↓

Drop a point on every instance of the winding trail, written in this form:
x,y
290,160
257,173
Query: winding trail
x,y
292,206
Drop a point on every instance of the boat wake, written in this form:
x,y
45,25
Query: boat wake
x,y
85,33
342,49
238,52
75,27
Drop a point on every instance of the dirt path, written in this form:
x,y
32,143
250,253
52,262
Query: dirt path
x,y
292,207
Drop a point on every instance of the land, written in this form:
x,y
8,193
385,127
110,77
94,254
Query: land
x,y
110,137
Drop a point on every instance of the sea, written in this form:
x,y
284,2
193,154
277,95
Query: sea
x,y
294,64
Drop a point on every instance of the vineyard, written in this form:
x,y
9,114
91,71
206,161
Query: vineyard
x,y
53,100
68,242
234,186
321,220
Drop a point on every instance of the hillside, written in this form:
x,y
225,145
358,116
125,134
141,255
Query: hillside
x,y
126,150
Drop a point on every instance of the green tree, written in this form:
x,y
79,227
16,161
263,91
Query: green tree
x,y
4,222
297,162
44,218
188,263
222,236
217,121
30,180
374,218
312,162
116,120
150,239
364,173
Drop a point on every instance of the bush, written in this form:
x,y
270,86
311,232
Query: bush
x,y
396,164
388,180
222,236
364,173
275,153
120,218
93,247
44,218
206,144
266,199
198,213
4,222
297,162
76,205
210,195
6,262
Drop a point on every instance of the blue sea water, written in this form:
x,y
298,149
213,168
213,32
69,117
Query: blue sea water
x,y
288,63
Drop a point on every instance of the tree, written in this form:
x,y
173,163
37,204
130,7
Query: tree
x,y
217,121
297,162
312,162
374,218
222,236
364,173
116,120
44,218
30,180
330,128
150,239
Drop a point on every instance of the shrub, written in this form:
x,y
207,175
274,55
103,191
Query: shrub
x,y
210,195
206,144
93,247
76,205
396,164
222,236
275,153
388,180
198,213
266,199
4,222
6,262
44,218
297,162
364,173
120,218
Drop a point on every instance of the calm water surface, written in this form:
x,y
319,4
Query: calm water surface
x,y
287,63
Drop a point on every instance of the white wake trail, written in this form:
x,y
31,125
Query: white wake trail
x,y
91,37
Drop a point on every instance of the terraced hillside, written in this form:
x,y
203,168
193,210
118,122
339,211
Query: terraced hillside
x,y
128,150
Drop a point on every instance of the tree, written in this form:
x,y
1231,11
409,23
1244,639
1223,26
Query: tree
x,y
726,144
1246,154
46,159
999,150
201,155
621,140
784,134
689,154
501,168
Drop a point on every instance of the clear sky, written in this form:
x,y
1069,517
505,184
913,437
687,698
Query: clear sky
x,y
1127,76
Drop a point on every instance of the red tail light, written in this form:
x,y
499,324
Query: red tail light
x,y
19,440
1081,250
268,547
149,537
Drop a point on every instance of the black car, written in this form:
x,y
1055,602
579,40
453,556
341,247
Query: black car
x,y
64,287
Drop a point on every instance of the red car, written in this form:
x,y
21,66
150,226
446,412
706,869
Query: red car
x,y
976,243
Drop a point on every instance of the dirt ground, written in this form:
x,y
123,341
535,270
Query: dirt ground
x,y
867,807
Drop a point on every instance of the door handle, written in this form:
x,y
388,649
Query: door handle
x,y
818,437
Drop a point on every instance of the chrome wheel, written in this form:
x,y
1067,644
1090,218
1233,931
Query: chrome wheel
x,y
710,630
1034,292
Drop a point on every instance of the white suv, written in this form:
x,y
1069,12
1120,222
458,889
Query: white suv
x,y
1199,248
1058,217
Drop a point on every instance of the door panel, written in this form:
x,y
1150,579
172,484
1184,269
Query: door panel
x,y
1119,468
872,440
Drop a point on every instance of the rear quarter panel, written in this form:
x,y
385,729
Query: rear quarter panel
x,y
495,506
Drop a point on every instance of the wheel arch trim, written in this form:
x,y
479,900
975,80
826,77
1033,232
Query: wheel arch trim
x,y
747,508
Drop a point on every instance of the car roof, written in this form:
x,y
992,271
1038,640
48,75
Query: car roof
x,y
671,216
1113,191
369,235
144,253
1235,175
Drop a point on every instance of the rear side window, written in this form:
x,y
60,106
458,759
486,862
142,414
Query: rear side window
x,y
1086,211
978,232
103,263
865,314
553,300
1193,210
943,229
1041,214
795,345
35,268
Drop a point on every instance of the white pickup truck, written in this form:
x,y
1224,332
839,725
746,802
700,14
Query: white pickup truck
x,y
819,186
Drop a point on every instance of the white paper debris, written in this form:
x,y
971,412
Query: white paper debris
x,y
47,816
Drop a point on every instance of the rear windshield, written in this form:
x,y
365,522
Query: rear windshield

↑

§ Required work: Go through the records above and copy each one exactly.

§ Response to the task:
Drop a point on every instance of the winding trail, written in this form:
x,y
290,160
257,173
Query: winding trail
x,y
292,206
Drop a point on every instance of the boat wake, written in this form:
x,y
45,25
Query: boat wake
x,y
85,33
342,49
238,52
75,27
Drop a point on every instance of the dirt path, written in this form:
x,y
32,143
250,253
52,262
Query: dirt path
x,y
292,207
Drop a point on every instance of the land, written in this form:
x,y
8,193
385,127
110,77
94,254
Query: land
x,y
110,137
Drop a point on every instance of the sea, written in this form:
x,y
284,2
193,154
277,95
Query: sea
x,y
294,64
Drop a point on every instance of the vineyard, written in this form:
x,y
9,114
91,71
206,161
Query: vineyard
x,y
53,100
68,242
234,186
321,220
Drop a point on every instance of the hillside, written in this form:
x,y
225,145
358,116
125,134
141,255
Query: hillside
x,y
126,150
Drop a point on every instance of the green tree, written in this form:
x,y
79,227
16,161
263,91
Query: green tree
x,y
4,222
297,162
44,218
188,263
222,236
217,121
30,180
374,218
312,162
116,120
150,239
364,173
Drop a point on every instance of the bush, written in this form:
x,y
270,86
311,232
Query: bush
x,y
396,164
388,180
222,236
364,173
275,153
120,218
93,247
44,218
206,144
266,199
198,213
4,222
297,162
76,205
210,195
6,262
Drop a point on every instance of the blue sea water, written in this form:
x,y
298,149
213,168
213,32
69,117
Query: blue sea water
x,y
288,63
Drop a point on every instance of the tree, written in this form:
x,y
173,163
37,204
130,7
Query: tree
x,y
217,121
297,162
312,162
374,218
222,236
364,173
116,120
44,218
30,180
330,128
150,239
Drop a point on every instance of the shrub, written in this form:
x,y
207,175
274,55
103,191
Query: shrub
x,y
210,195
206,144
93,247
76,205
396,164
222,236
275,153
388,180
198,213
266,199
4,222
6,262
44,218
297,162
364,173
120,218
Drop a point on every instance of the calm water surface, written in this form:
x,y
319,4
Query: calm water surface
x,y
287,63
Drop a point on every instance of the white wake trail, written in this form:
x,y
31,125
Query: white wake trail
x,y
91,37
Drop a point on every instance of the terraced hillside, written in this form:
x,y
203,168
193,210
118,122
339,211
Query: terraced hillside
x,y
128,150
Drop a point on every instance of the tree, written in this form:
x,y
1231,11
409,23
1244,639
1223,26
Query: tree
x,y
726,144
1246,154
46,159
999,150
201,155
621,140
784,134
689,154
501,168
Drop a point on every instance of the clear sky, written in this form:
x,y
1069,517
505,184
913,437
687,698
Query: clear sky
x,y
1127,76
Drop a point on every instance of the red tail light, written in this form:
x,y
499,324
Query: red tail light
x,y
19,440
1081,250
268,547
149,537
Drop a point on every instance of the black car, written in this form:
x,y
1055,602
579,40
453,556
341,247
Query: black car
x,y
64,287
Drop a point on every instance of the red car, written in this form:
x,y
21,66
150,226
446,412
706,869
Query: red car
x,y
976,243
Drop a point on every instance of the dirt ground, written in this form:
x,y
123,341
535,270
Query: dirt ground
x,y
867,807
Drop a point on every instance of the door handle, written in this form:
x,y
388,649
Query: door handle
x,y
818,437
Drop a point on every instance of the chrome wheel, written in this form:
x,y
1067,644
1090,218
1233,931
Query: chrome wheel
x,y
710,630
1034,292
Drop a point on every instance of the white suv, written in this form:
x,y
1069,12
1120,222
458,889
Query: white suv
x,y
1199,248
1058,217
Drop a point on every instance of the door panel, written in this form:
x,y
1150,579
172,484
1184,269
Query: door panel
x,y
1119,468
872,440
Drop a point on every instance of the rear quarter panel, written in this form:
x,y
385,729
Query: rear quarter panel
x,y
495,506
Drop a point on every instance of the wheel arch trim, written in this form:
x,y
479,900
975,80
826,77
1033,232
Query: wheel arch trim
x,y
747,508
Drop a point on every instance of the car roof, written in this form:
x,y
992,271
1038,640
48,75
Query: car roof
x,y
671,216
1113,191
369,235
144,253
1235,175
Drop a point on every instance of the rear side window, written in this form:
x,y
60,106
458,759
486,862
142,414
Query: rear side window
x,y
1086,211
978,232
103,263
865,314
553,300
1193,210
943,229
1041,214
795,345
35,268
Drop a point on every instance of the white pickup truck, written in this form:
x,y
1224,332
839,725
746,802
700,14
Query: white pickup truck
x,y
819,186
Drop a point on every instance of the white paper debris, written in this form:
x,y
971,412
Query: white paper debris
x,y
47,816
Drop a point on every instance of the rear windshield, written in this form:
x,y
365,522
Query: rear windshield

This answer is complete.